● RECORDED DATA
○ ○ ○ ○ ○ ○ ○
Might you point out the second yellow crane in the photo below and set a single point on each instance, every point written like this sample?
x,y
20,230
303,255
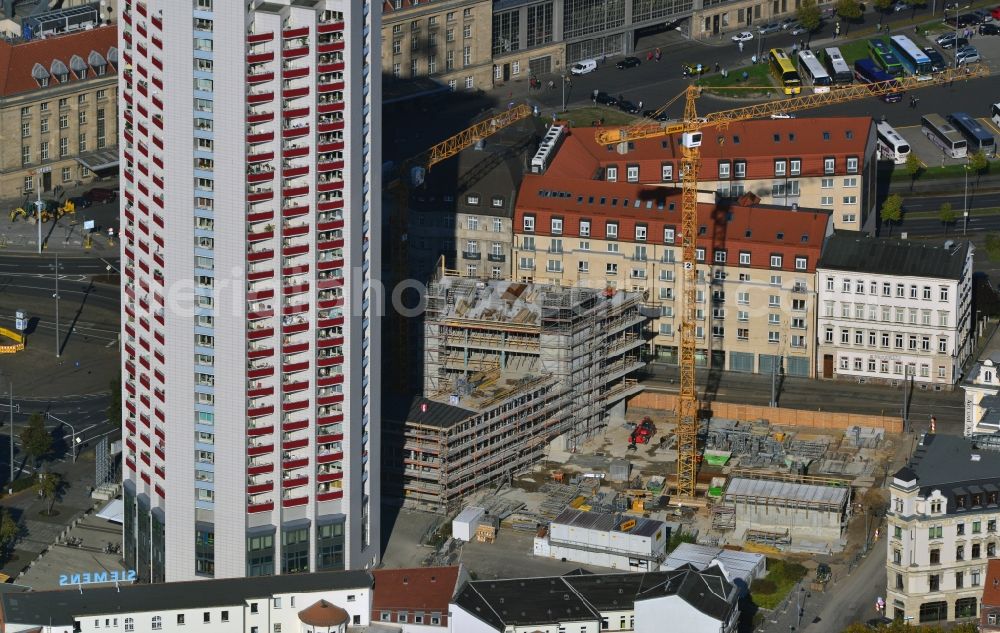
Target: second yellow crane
x,y
691,130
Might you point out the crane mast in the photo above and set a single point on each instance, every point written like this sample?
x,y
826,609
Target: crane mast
x,y
690,126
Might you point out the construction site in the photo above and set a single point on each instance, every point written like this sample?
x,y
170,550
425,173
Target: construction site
x,y
510,370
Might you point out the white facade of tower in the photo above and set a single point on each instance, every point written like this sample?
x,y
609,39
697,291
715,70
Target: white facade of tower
x,y
250,238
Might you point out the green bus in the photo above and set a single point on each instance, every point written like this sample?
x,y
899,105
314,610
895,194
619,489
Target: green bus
x,y
884,57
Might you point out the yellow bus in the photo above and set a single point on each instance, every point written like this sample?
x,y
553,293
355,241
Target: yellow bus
x,y
784,71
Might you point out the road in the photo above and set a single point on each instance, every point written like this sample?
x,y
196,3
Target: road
x,y
86,414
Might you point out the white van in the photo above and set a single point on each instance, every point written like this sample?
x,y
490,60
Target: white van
x,y
583,67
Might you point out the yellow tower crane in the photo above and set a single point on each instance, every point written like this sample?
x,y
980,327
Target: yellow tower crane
x,y
401,186
691,129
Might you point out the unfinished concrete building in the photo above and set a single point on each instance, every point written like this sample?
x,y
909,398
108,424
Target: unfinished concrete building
x,y
509,368
808,513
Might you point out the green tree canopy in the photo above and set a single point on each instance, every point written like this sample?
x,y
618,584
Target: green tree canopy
x,y
809,15
36,441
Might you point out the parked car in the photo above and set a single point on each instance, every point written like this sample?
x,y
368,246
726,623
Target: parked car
x,y
80,202
100,194
628,106
948,40
964,20
602,98
968,55
583,67
937,60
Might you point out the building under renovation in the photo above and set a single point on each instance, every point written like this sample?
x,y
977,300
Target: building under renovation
x,y
509,368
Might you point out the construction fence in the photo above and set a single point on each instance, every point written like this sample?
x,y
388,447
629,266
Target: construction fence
x,y
777,416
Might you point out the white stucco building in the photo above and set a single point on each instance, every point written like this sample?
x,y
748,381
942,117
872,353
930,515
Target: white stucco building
x,y
982,391
250,239
888,309
690,600
942,529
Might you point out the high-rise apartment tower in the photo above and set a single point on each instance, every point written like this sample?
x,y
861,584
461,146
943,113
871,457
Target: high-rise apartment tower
x,y
250,241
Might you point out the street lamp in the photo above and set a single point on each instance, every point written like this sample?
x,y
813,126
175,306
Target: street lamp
x,y
73,439
55,296
965,214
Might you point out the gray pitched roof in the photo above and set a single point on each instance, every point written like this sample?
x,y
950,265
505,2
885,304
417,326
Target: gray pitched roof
x,y
61,607
580,597
859,253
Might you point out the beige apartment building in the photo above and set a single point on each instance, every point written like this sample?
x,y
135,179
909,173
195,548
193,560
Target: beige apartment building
x,y
756,266
824,163
58,110
447,40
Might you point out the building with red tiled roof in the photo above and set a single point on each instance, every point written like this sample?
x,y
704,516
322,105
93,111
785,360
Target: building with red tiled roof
x,y
989,606
756,264
58,104
415,598
824,163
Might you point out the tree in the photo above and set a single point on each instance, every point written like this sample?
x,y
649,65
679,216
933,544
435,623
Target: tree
x,y
9,530
913,168
849,10
36,441
50,487
892,210
809,15
979,164
947,215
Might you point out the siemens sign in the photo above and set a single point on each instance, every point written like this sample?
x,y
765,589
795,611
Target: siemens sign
x,y
97,577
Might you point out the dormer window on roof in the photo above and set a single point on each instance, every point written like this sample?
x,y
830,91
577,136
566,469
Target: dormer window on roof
x,y
78,66
40,75
59,70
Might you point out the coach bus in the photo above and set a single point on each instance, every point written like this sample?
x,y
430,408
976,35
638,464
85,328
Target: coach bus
x,y
784,71
914,60
837,66
891,146
813,72
868,72
976,136
884,57
944,135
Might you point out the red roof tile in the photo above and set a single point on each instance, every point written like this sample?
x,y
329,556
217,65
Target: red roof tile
x,y
811,140
425,588
760,230
991,589
17,60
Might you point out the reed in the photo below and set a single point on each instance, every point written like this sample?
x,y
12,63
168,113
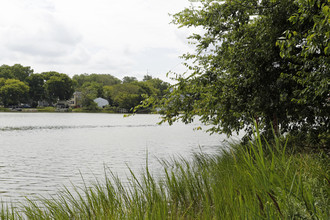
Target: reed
x,y
259,180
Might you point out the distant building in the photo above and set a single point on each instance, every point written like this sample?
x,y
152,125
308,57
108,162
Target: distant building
x,y
75,102
101,103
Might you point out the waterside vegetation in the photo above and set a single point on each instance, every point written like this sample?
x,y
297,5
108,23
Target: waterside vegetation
x,y
259,180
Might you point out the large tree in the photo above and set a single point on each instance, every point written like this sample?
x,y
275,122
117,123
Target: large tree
x,y
238,74
58,86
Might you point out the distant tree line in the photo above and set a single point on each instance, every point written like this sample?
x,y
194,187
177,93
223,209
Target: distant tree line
x,y
19,84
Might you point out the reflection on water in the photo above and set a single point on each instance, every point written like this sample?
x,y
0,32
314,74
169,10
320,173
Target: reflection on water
x,y
41,152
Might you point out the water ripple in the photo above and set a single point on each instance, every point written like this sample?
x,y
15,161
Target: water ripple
x,y
61,127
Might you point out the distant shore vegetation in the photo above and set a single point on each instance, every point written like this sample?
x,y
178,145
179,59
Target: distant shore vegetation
x,y
20,87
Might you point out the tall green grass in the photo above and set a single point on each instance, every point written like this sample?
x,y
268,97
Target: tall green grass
x,y
255,181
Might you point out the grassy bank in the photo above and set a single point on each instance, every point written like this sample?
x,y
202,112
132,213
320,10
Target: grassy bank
x,y
254,181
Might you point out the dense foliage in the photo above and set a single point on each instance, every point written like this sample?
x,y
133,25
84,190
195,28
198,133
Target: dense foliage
x,y
18,85
255,60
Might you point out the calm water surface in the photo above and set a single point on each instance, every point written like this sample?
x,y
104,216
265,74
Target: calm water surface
x,y
41,152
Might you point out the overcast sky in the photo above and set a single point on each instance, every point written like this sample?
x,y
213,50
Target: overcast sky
x,y
121,38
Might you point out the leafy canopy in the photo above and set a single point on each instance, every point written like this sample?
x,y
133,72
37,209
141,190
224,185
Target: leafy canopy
x,y
239,72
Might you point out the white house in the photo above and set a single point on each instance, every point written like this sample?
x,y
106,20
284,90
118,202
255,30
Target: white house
x,y
101,102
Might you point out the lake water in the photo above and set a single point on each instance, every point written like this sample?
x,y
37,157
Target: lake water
x,y
41,152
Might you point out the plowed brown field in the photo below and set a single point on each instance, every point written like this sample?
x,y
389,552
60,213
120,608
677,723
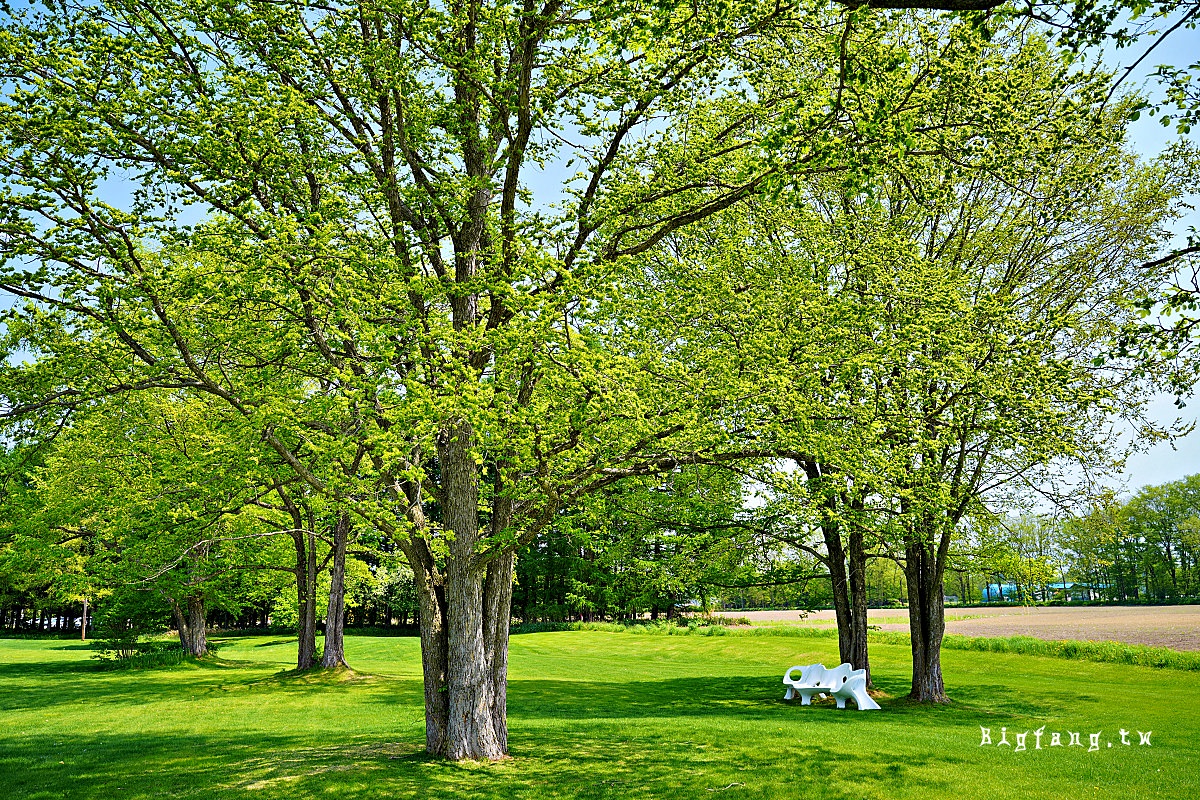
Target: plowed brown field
x,y
1164,626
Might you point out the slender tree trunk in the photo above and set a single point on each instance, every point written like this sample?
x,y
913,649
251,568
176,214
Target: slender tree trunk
x,y
306,607
927,619
335,617
857,567
197,625
847,576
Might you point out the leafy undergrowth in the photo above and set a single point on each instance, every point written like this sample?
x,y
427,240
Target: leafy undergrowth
x,y
592,714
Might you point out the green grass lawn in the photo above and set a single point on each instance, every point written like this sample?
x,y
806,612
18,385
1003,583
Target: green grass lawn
x,y
591,715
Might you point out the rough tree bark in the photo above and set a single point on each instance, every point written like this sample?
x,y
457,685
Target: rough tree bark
x,y
335,615
197,626
306,600
185,639
847,576
924,569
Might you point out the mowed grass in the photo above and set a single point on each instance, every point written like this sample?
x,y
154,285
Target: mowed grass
x,y
592,714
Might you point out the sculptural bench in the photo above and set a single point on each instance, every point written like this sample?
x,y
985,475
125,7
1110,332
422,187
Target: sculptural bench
x,y
843,683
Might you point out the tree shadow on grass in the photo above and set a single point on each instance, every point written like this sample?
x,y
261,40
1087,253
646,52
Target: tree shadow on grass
x,y
586,764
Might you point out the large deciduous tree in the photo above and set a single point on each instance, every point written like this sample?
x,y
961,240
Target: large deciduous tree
x,y
322,215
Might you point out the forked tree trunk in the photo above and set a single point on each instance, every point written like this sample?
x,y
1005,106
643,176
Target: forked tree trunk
x,y
465,612
335,615
197,625
927,618
847,576
306,600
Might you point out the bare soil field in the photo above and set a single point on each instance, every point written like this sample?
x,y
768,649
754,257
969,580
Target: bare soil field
x,y
1163,626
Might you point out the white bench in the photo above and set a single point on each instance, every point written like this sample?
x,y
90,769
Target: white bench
x,y
843,683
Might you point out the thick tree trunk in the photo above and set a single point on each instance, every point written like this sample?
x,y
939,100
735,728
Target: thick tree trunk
x,y
185,638
431,600
471,679
335,617
927,619
197,625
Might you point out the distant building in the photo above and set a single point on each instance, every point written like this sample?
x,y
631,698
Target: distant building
x,y
1006,593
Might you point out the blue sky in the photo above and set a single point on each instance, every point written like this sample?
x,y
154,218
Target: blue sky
x,y
1163,462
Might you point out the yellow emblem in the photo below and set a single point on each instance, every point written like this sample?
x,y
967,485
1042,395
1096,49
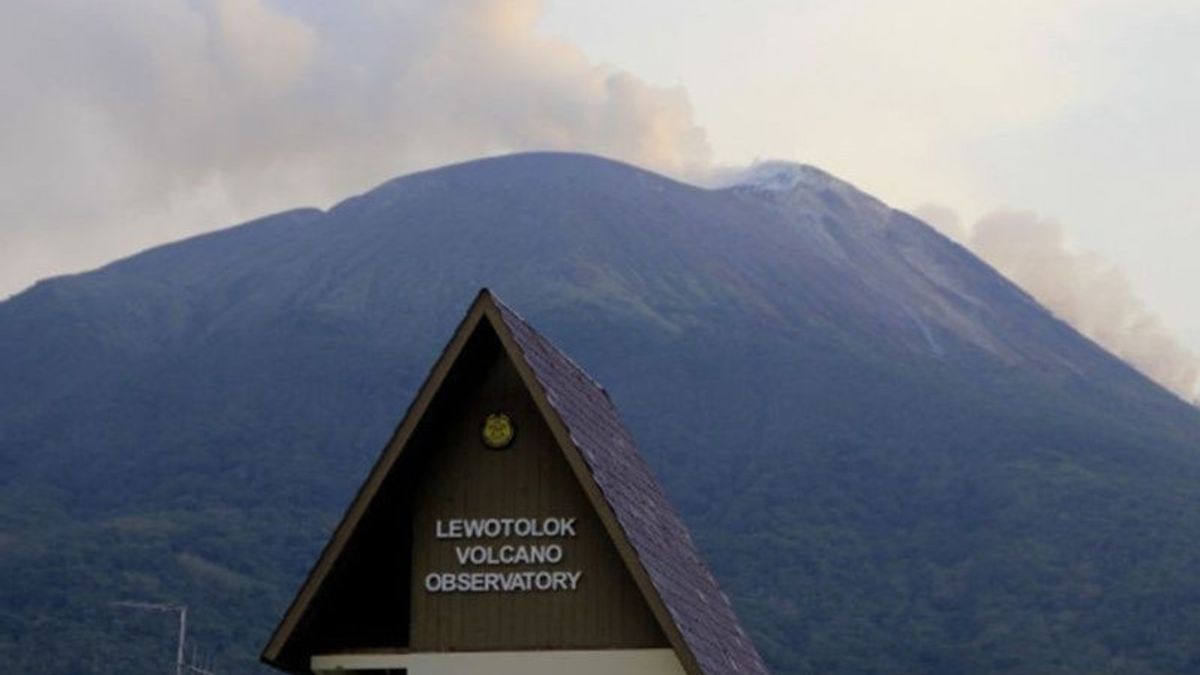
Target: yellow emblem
x,y
497,431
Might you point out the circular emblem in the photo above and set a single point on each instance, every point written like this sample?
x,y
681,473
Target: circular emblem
x,y
498,431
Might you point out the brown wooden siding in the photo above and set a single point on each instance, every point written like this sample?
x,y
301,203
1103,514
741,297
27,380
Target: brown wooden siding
x,y
461,478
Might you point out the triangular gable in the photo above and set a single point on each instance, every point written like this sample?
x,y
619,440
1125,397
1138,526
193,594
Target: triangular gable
x,y
651,541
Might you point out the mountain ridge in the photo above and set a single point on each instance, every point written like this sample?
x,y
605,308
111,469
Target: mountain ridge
x,y
889,453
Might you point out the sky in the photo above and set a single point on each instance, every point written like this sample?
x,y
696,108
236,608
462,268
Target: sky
x,y
1056,138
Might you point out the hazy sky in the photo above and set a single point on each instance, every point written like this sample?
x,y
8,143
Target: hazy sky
x,y
1068,123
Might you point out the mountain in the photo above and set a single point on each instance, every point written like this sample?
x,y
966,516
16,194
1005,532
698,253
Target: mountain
x,y
894,459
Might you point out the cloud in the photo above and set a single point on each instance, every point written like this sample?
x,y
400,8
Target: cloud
x,y
130,124
1084,290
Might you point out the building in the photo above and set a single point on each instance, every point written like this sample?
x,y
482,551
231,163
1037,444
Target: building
x,y
510,526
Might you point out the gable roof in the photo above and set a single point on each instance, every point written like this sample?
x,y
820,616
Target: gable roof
x,y
695,615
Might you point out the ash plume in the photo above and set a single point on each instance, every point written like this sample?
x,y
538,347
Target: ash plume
x,y
1084,290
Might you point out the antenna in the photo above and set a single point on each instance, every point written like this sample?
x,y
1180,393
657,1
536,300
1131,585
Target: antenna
x,y
181,667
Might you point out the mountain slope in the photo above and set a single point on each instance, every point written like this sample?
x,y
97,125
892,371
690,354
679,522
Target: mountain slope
x,y
894,459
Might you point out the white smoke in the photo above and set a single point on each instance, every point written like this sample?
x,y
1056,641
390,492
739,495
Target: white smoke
x,y
1081,288
130,123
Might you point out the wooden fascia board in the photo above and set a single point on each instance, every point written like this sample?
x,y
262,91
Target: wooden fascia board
x,y
598,501
367,491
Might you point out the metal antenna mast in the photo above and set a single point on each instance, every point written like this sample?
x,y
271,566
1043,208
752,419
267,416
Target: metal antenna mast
x,y
183,626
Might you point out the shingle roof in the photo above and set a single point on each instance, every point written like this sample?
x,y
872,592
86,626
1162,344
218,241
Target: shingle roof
x,y
665,549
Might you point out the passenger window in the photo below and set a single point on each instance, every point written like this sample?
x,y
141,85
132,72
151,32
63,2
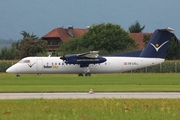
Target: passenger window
x,y
24,61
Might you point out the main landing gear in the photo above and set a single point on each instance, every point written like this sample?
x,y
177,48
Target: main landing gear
x,y
86,71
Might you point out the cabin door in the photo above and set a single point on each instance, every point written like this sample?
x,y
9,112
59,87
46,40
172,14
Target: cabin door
x,y
39,65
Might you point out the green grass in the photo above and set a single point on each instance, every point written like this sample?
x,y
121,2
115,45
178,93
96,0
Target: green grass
x,y
90,109
98,82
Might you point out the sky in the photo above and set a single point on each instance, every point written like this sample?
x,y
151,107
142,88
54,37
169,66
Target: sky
x,y
41,16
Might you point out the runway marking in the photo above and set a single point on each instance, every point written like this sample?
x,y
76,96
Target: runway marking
x,y
124,95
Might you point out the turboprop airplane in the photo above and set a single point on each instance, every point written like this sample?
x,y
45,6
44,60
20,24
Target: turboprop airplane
x,y
91,62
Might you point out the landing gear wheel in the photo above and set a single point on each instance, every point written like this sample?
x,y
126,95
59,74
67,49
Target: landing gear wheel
x,y
88,74
17,75
80,74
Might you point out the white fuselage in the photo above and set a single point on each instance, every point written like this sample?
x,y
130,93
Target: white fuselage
x,y
54,65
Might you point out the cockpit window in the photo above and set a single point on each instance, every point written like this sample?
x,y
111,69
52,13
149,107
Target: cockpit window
x,y
24,61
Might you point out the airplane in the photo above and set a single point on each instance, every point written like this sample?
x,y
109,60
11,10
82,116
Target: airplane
x,y
91,63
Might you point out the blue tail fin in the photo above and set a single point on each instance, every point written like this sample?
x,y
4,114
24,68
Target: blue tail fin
x,y
158,44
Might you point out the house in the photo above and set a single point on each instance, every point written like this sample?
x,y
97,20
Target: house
x,y
60,34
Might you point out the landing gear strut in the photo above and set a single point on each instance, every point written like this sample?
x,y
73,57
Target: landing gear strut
x,y
88,74
17,75
80,74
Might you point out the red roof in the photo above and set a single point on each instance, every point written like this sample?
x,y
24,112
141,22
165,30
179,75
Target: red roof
x,y
138,37
63,34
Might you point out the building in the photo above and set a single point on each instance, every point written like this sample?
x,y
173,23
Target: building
x,y
60,34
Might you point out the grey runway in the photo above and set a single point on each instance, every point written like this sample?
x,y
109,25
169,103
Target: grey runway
x,y
122,95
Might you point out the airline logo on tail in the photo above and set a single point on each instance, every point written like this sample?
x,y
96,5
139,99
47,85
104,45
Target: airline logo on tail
x,y
157,47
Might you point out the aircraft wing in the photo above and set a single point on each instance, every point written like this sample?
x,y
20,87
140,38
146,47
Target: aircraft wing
x,y
90,54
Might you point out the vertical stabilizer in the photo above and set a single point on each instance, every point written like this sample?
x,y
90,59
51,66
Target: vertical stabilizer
x,y
158,44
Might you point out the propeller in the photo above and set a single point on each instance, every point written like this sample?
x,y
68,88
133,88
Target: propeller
x,y
63,57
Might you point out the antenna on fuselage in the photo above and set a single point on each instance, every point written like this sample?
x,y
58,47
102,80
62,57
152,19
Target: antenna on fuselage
x,y
49,54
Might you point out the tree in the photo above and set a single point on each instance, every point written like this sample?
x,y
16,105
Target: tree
x,y
31,47
8,53
107,38
136,28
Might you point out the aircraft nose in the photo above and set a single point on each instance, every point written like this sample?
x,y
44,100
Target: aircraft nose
x,y
11,70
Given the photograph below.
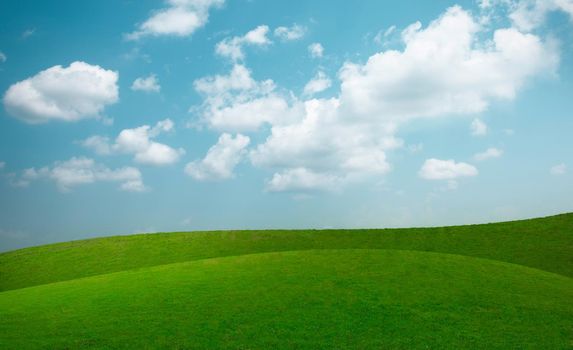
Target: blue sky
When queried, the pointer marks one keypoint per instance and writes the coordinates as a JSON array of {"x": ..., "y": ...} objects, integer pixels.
[{"x": 140, "y": 116}]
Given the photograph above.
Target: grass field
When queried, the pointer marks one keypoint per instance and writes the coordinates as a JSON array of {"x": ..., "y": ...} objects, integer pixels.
[{"x": 495, "y": 286}]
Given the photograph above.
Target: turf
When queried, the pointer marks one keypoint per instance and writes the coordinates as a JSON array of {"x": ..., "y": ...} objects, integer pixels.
[
  {"x": 317, "y": 299},
  {"x": 545, "y": 243}
]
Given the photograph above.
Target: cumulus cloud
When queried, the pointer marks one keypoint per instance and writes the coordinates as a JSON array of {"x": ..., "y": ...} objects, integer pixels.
[
  {"x": 221, "y": 159},
  {"x": 180, "y": 18},
  {"x": 530, "y": 14},
  {"x": 139, "y": 143},
  {"x": 316, "y": 50},
  {"x": 237, "y": 102},
  {"x": 302, "y": 180},
  {"x": 382, "y": 35},
  {"x": 232, "y": 48},
  {"x": 452, "y": 67},
  {"x": 294, "y": 32},
  {"x": 559, "y": 169},
  {"x": 436, "y": 169},
  {"x": 478, "y": 127},
  {"x": 444, "y": 69},
  {"x": 319, "y": 83},
  {"x": 324, "y": 143},
  {"x": 80, "y": 171},
  {"x": 63, "y": 93},
  {"x": 147, "y": 84},
  {"x": 490, "y": 153}
]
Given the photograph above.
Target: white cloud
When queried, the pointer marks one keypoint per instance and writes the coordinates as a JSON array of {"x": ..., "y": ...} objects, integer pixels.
○ ○ ○ ○ ○ ○ ○
● TASK ITEM
The response must match the data line for line, from its first line through the line with "Might you point out the crane", inclusive, and must leave out the pictures.

● TASK RESULT
Might you point out the second yellow crane in the photo below and set a single point on each instance, every point written like this sample?
x,y
20,230
303,255
Target: second yellow crane
x,y
691,130
Might you point out the crane mast in the photo above and set a single point on each instance, every point written like this sample?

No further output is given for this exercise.